TASK REQUIREMENTS ->
a - Print the part of the 2-satisfiability passage below, starting with "2-satisfiability may be" and going on through "about their cross-sections.".
b - Please count how many lines of the rows below contain the string "player", matching case, and give only the number.

PROVIDED PASSAGE ->
──────────────────────────────

2-satisfiability
In computer science, 2-satisfiability, 2-SAT or just 2SAT is a computational problem of assigning values to variables, each of which has two possible values, in order to satisfy a system of constraints on pairs of variables. It is a special case of the general Boolean satisfiability problem, which can involve constraints on more than two variables, and of constraint satisfaction problems, which can allow more than two choices for the value of each variable. But in contrast to those more general problems, which are NP-complete, 2-satisfiability can be solved in polynomial time.
Instances of the 2-satisfiability problem are typically expressed as Boolean formulas of a special type, called conjunctive normal form or Krom formulas. Alternatively, they may be expressed as a special type of directed graph, the implication graph, which expresses the variables of an instance and their negations as vertices in a graph, and constraints on pairs of variables as directed edges. Both of these kinds of inputs may be solved in linear time, either by a method based on backtracking or by using the strongly connected components of the implication graph. Resolution, a method for combining pairs of constraints to make additional valid constraints, also leads to a polynomial time solution. The 2-satisfiability problems provide one of two major subclasses of the conjunctive normal form formulas that can be solved in polynomial time; the other of the two subclasses is Horn-satisfiability.
2-satisfiability may be applied to geometry and visualization problems in which a collection of objects each have two potential locations and the goal is to find a placement for each object that avoids overlaps with other objects. Other applications include clustering data to minimize the sum of the diameters of the clusters, classroom and sports scheduling, and recovering shapes from information about their cross-sections.

──────────────────────────────

Extracted data rows:

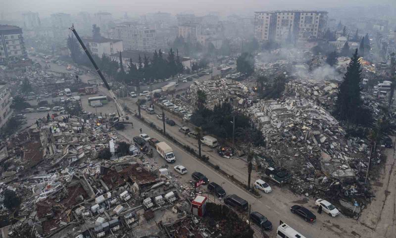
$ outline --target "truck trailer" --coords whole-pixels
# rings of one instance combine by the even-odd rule
[[[165,142],[157,143],[155,144],[155,148],[157,149],[157,152],[167,162],[174,163],[176,161],[173,150]]]

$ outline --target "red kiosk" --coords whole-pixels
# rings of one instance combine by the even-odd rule
[[[191,202],[193,206],[193,214],[200,217],[203,216],[206,207],[207,198],[204,196],[197,195]]]

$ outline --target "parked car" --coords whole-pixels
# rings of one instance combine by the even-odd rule
[[[317,206],[322,206],[322,210],[329,214],[329,216],[335,217],[340,215],[340,211],[331,203],[326,200],[318,199],[315,201]]]
[[[148,142],[150,139],[151,139],[151,137],[148,136],[148,135],[145,133],[139,135],[139,136],[142,138],[143,138],[145,140],[145,141],[146,142]]]
[[[187,134],[187,136],[192,138],[196,139],[198,138],[198,134],[195,132],[189,132],[188,134]]]
[[[217,197],[224,197],[226,195],[226,191],[223,188],[214,182],[207,185],[207,190],[216,194]]]
[[[258,189],[264,191],[266,193],[269,193],[272,191],[271,187],[268,184],[265,183],[263,180],[258,179],[254,182],[254,187]]]
[[[209,180],[207,179],[206,176],[203,175],[199,172],[195,171],[191,174],[191,177],[195,180],[198,181],[200,180],[203,180],[203,184],[208,184],[209,183]]]
[[[173,167],[173,169],[181,175],[187,173],[187,169],[183,165],[176,165]]]
[[[149,93],[149,92],[147,91],[143,91],[142,93],[141,93],[140,94],[139,94],[139,95],[140,96],[146,96],[146,95],[148,95],[148,93]]]
[[[292,213],[295,213],[304,219],[307,222],[312,223],[316,220],[316,216],[310,211],[299,205],[294,205],[290,208]]]
[[[235,194],[226,196],[224,198],[224,203],[244,211],[248,210],[249,207],[249,203],[246,200]]]
[[[148,143],[151,144],[153,147],[155,147],[155,144],[158,143],[159,143],[159,141],[155,138],[151,138],[148,140]]]
[[[50,110],[51,110],[51,108],[45,106],[41,106],[37,108],[37,111],[48,111]]]
[[[268,221],[268,219],[263,215],[259,212],[253,212],[250,213],[250,219],[261,229],[272,230],[272,223]]]
[[[190,128],[187,127],[183,127],[179,128],[179,131],[186,135],[190,132]]]
[[[56,106],[52,107],[52,111],[59,111],[63,110],[64,108],[63,106]]]
[[[141,146],[146,144],[146,141],[140,137],[135,137],[133,138],[133,142]]]
[[[168,119],[166,120],[166,124],[168,124],[170,126],[174,126],[176,124],[174,120],[170,119]]]

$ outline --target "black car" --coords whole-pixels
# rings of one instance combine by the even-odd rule
[[[191,177],[193,177],[193,179],[196,181],[198,181],[198,180],[203,180],[203,184],[208,184],[209,183],[209,180],[207,179],[206,176],[203,175],[203,174],[201,174],[199,172],[195,172],[191,174]]]
[[[146,144],[146,141],[140,137],[135,137],[133,138],[133,142],[141,146]]]
[[[223,188],[214,182],[207,185],[207,190],[215,194],[218,197],[224,197],[226,195],[226,191]]]
[[[265,230],[272,230],[272,223],[266,217],[257,212],[250,213],[250,219],[260,228]]]
[[[173,120],[168,119],[166,121],[166,123],[169,124],[170,126],[174,126],[176,124],[175,123],[175,121]]]
[[[292,213],[296,213],[304,218],[306,222],[312,223],[316,220],[316,216],[313,215],[313,213],[311,212],[310,211],[303,206],[295,205],[290,208],[290,210],[292,211]]]

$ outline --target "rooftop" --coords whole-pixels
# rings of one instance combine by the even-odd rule
[[[83,37],[83,40],[88,42],[93,42],[95,43],[105,43],[106,42],[112,42],[115,43],[116,42],[122,42],[121,40],[116,40],[106,38],[105,37],[102,37],[100,39],[94,39],[92,37]]]

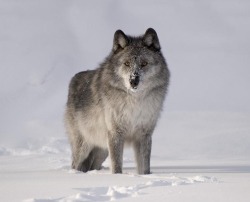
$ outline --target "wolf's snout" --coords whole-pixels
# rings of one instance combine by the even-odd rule
[[[140,76],[138,74],[131,76],[129,82],[131,87],[136,89],[140,82]]]

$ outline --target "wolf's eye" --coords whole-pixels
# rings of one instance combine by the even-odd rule
[[[141,63],[141,67],[145,67],[145,66],[147,66],[147,65],[148,65],[147,62],[142,62],[142,63]]]
[[[130,65],[130,63],[129,62],[125,62],[124,63],[127,67]]]

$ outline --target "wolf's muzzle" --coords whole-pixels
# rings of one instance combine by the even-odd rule
[[[136,89],[139,82],[140,82],[140,76],[139,74],[133,74],[130,76],[130,79],[129,79],[129,82],[130,82],[130,85],[132,88]]]

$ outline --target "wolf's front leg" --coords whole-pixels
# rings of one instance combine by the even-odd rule
[[[108,137],[109,155],[112,173],[122,173],[124,139],[119,133],[110,133]]]
[[[151,146],[151,135],[143,136],[134,142],[134,152],[138,174],[150,174]]]

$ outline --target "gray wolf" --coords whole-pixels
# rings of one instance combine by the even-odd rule
[[[101,169],[110,155],[112,173],[122,173],[124,145],[132,145],[139,174],[150,173],[152,134],[169,83],[157,33],[114,34],[99,68],[76,74],[69,85],[65,125],[72,168]]]

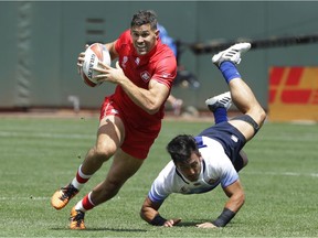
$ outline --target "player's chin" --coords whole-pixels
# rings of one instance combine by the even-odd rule
[[[191,181],[191,182],[195,182],[195,181],[198,181],[199,176],[198,175],[193,175],[193,176],[188,176],[187,178],[189,181]]]
[[[136,48],[139,55],[146,55],[148,53],[147,48]]]

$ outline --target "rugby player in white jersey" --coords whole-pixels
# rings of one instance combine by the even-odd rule
[[[230,91],[205,101],[214,115],[214,126],[197,137],[180,134],[168,143],[167,151],[172,160],[152,183],[140,210],[147,223],[172,227],[181,221],[180,218],[163,218],[158,212],[171,193],[200,194],[222,186],[229,197],[222,213],[198,224],[199,228],[224,227],[243,206],[245,195],[239,171],[247,164],[247,156],[242,149],[266,118],[266,112],[236,68],[242,53],[250,48],[250,43],[239,43],[212,57]],[[231,102],[243,115],[227,120]]]

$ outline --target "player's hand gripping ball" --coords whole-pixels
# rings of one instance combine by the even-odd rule
[[[103,62],[106,65],[110,65],[110,55],[108,50],[104,44],[94,43],[89,45],[85,51],[85,57],[83,62],[83,67],[81,71],[81,76],[84,83],[91,87],[100,85],[94,77],[99,73],[94,71],[98,67],[98,61]]]

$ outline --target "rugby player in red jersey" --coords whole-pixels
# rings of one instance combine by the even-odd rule
[[[177,62],[169,46],[161,43],[157,23],[153,11],[138,11],[130,29],[105,44],[112,60],[118,62],[116,67],[100,63],[97,78],[117,86],[100,108],[96,144],[88,150],[71,183],[53,194],[52,206],[65,207],[104,162],[112,156],[114,160],[106,178],[72,208],[71,229],[85,229],[85,213],[118,193],[139,170],[160,132]],[[82,52],[78,56],[80,68],[84,55]]]

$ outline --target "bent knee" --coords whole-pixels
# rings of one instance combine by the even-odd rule
[[[107,161],[116,152],[116,148],[97,145],[94,147],[93,153],[95,158]]]

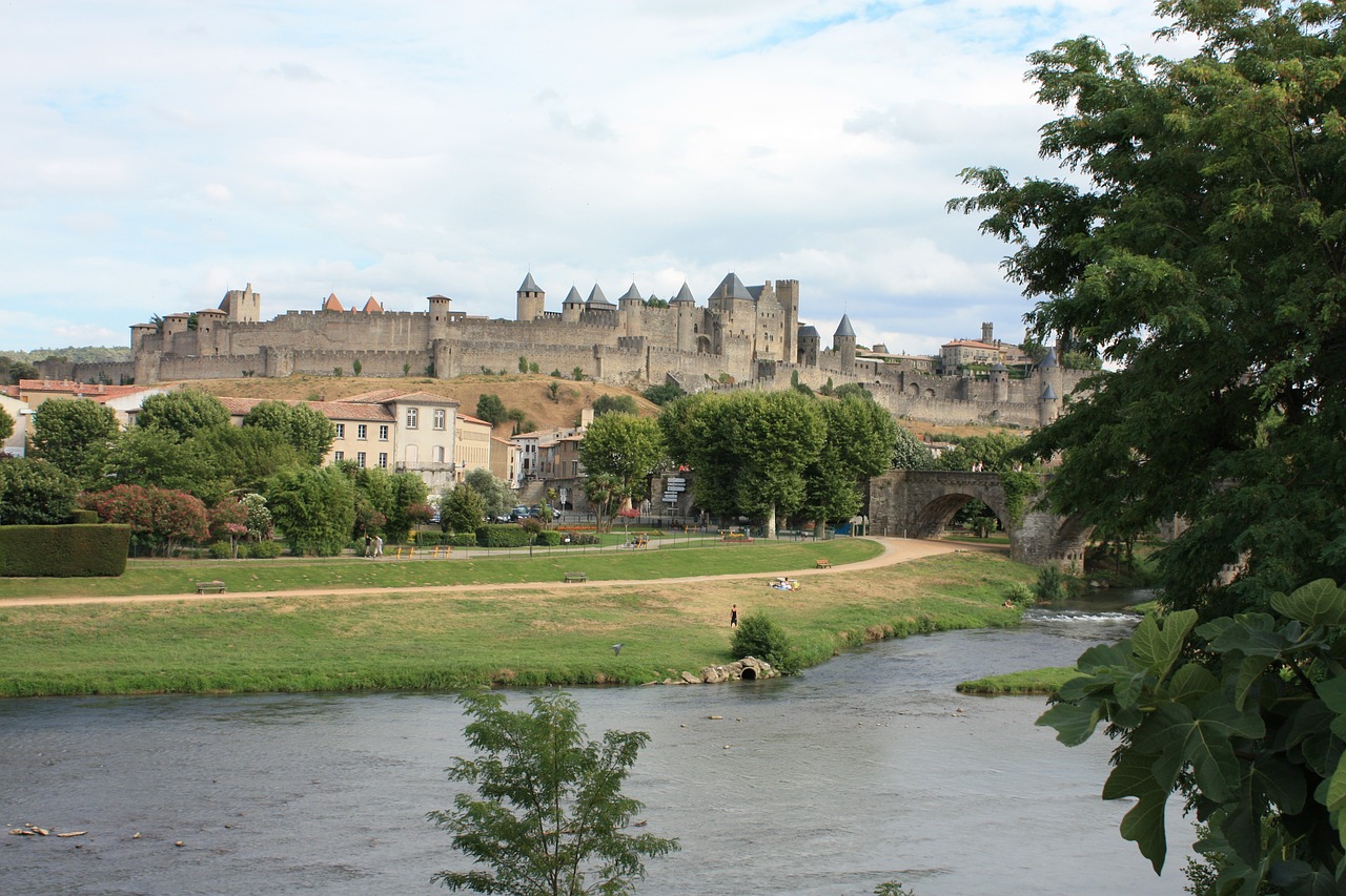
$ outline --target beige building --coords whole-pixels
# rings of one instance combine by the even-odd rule
[[[236,425],[261,398],[221,398]],[[342,401],[306,404],[327,417],[336,439],[323,463],[350,460],[357,467],[412,472],[431,490],[454,482],[458,402],[424,391],[382,390]]]

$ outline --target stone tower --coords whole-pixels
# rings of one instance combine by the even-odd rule
[[[518,320],[536,320],[542,316],[546,293],[533,280],[533,272],[524,277],[518,287]]]
[[[844,373],[855,370],[855,327],[849,315],[841,315],[841,323],[832,334],[832,350],[837,352],[837,363]]]
[[[696,351],[696,299],[685,280],[669,304],[677,311],[677,350]]]
[[[645,308],[645,297],[641,296],[641,291],[635,288],[635,281],[631,281],[631,288],[626,291],[621,299],[616,300],[618,309],[622,315],[622,328],[627,336],[643,336],[645,327],[641,319],[641,311]]]

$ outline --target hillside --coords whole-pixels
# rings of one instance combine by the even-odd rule
[[[557,383],[557,400],[552,401],[549,386]],[[638,391],[621,386],[573,379],[556,379],[542,374],[507,374],[486,377],[472,374],[456,379],[432,379],[428,377],[314,377],[293,375],[284,378],[248,377],[244,379],[195,379],[180,383],[230,398],[302,398],[307,401],[341,401],[350,396],[384,389],[400,391],[428,391],[458,401],[464,414],[476,413],[476,400],[483,394],[499,396],[506,408],[518,408],[536,429],[552,426],[573,426],[579,421],[580,409],[594,404],[599,396],[631,396],[642,414],[654,416],[658,406],[646,401]],[[495,426],[495,435],[507,439],[514,424]]]

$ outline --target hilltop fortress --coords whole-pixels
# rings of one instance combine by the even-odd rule
[[[890,355],[856,346],[847,316],[822,346],[817,328],[800,322],[800,281],[746,287],[730,273],[699,305],[686,284],[670,301],[647,301],[633,283],[614,304],[595,285],[587,297],[571,287],[560,311],[546,311],[546,293],[529,273],[516,291],[514,320],[487,319],[450,308],[435,295],[427,309],[388,312],[373,297],[346,308],[335,295],[316,311],[288,311],[261,320],[261,295],[252,284],[230,289],[218,308],[172,313],[131,327],[132,361],[108,365],[43,362],[43,377],[149,385],[178,379],[369,377],[472,373],[540,373],[643,386],[668,379],[704,387],[820,389],[860,383],[895,416],[960,425],[993,422],[1038,426],[1061,410],[1078,381],[1049,352],[1018,375],[1001,363],[1007,351],[983,326],[973,367],[949,358]],[[194,324],[194,326],[192,326]],[[945,363],[941,363],[944,361]],[[942,373],[953,366],[954,370]],[[973,370],[975,373],[968,373]]]

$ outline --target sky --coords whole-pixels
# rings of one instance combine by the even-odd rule
[[[0,0],[0,351],[261,293],[513,318],[525,274],[800,281],[937,354],[1031,307],[958,172],[1055,176],[1027,55],[1172,54],[1145,0]]]

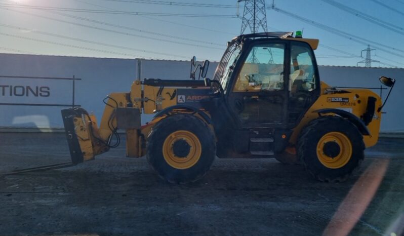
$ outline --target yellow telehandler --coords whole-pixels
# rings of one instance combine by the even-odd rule
[[[72,164],[115,147],[121,129],[127,155],[146,155],[172,183],[200,179],[216,156],[298,161],[317,180],[345,180],[377,142],[386,101],[321,82],[318,44],[293,32],[241,35],[228,43],[212,80],[205,61],[191,65],[192,80],[136,80],[104,99],[99,126],[82,108],[63,109]],[[195,80],[197,69],[203,80]],[[395,81],[380,80],[389,94]],[[142,113],[155,115],[141,125]]]

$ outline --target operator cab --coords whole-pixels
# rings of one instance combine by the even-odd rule
[[[291,132],[299,124],[320,95],[313,52],[318,40],[292,35],[293,32],[260,33],[229,42],[213,78],[219,83],[212,84],[214,91],[223,93],[213,99],[217,110],[210,111],[214,122],[222,124],[215,126],[222,130],[216,133],[235,137],[224,138],[228,140],[254,136],[255,140],[273,142],[275,133]],[[248,142],[235,142],[252,146]],[[237,149],[239,144],[233,146]]]

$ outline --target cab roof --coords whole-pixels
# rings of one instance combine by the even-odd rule
[[[261,33],[241,34],[231,40],[231,43],[237,42],[240,43],[246,38],[274,38],[281,40],[292,40],[293,41],[304,42],[308,43],[311,48],[315,50],[318,47],[319,40],[315,38],[305,38],[303,37],[294,37],[293,32],[263,32]]]

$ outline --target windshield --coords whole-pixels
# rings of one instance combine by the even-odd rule
[[[214,80],[219,81],[225,91],[229,83],[231,72],[239,55],[240,46],[238,44],[235,43],[229,46],[216,69]],[[215,91],[218,89],[218,87],[217,84],[214,85]]]

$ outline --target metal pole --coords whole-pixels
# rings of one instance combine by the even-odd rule
[[[74,83],[75,82],[75,77],[74,75],[73,75],[73,103],[71,105],[72,107],[74,108],[74,89],[75,89],[75,85]]]

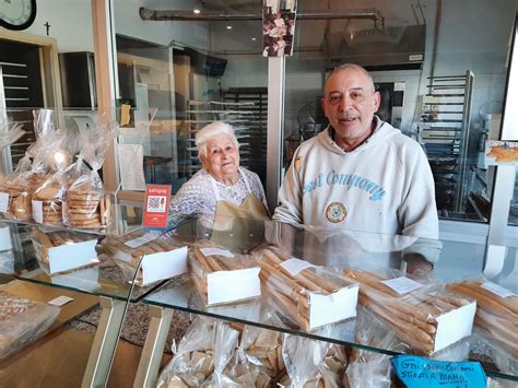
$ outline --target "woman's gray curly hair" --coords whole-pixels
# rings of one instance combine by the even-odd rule
[[[196,133],[196,145],[198,146],[198,157],[200,160],[201,157],[207,157],[207,143],[209,140],[219,134],[228,134],[236,150],[239,150],[239,143],[234,134],[234,127],[223,121],[214,121]]]

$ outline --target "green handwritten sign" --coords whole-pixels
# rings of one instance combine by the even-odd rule
[[[408,388],[485,388],[486,376],[480,363],[452,363],[415,355],[390,360],[396,376]]]

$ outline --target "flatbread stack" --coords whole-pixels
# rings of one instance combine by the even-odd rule
[[[4,213],[7,219],[31,220],[33,217],[31,201],[40,179],[42,177],[35,174],[24,181],[16,177],[0,187],[0,192],[9,195],[8,207]]]
[[[63,221],[69,226],[95,228],[109,223],[109,198],[82,188],[67,191]]]
[[[63,188],[59,179],[48,179],[33,195],[33,219],[43,224],[61,224],[62,222],[62,199]],[[36,202],[42,202],[42,217],[39,210],[35,209]],[[39,205],[39,204],[37,204]]]

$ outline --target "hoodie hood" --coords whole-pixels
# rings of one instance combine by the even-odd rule
[[[345,152],[343,151],[332,139],[332,132],[334,129],[331,125],[329,125],[322,132],[318,134],[319,142],[329,151],[340,155],[348,155],[348,154],[358,154],[364,150],[375,146],[380,141],[387,141],[389,137],[395,136],[396,133],[400,133],[400,131],[388,122],[382,121],[378,116],[374,116],[374,120],[376,120],[376,128],[374,129],[373,134],[370,134],[362,144],[355,148],[353,151]]]

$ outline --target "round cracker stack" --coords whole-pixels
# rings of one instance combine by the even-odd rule
[[[62,186],[58,180],[51,181],[49,185],[40,186],[34,191],[33,200],[43,202],[44,224],[61,224],[61,192]]]
[[[36,174],[25,175],[24,179],[20,176],[11,178],[10,181],[2,185],[0,192],[9,195],[8,209],[5,214],[10,220],[31,220],[33,216],[32,199],[33,192],[39,186],[42,176]]]
[[[104,227],[109,220],[109,199],[98,191],[69,190],[66,195],[63,217],[69,226]]]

──────────────────────────────

COMPLETE ANSWERS ->
a -
2-satisfiability may be applied to geometry and visualization problems in which a collection of objects each have two potential locations and the goal is to find a placement for each object that avoids overlaps with other objects. Other applications include clustering data to minimize the sum of the diameters of the clusters, classroom and sports scheduling, and recovering shapes from information about their cross-sections.

b - 4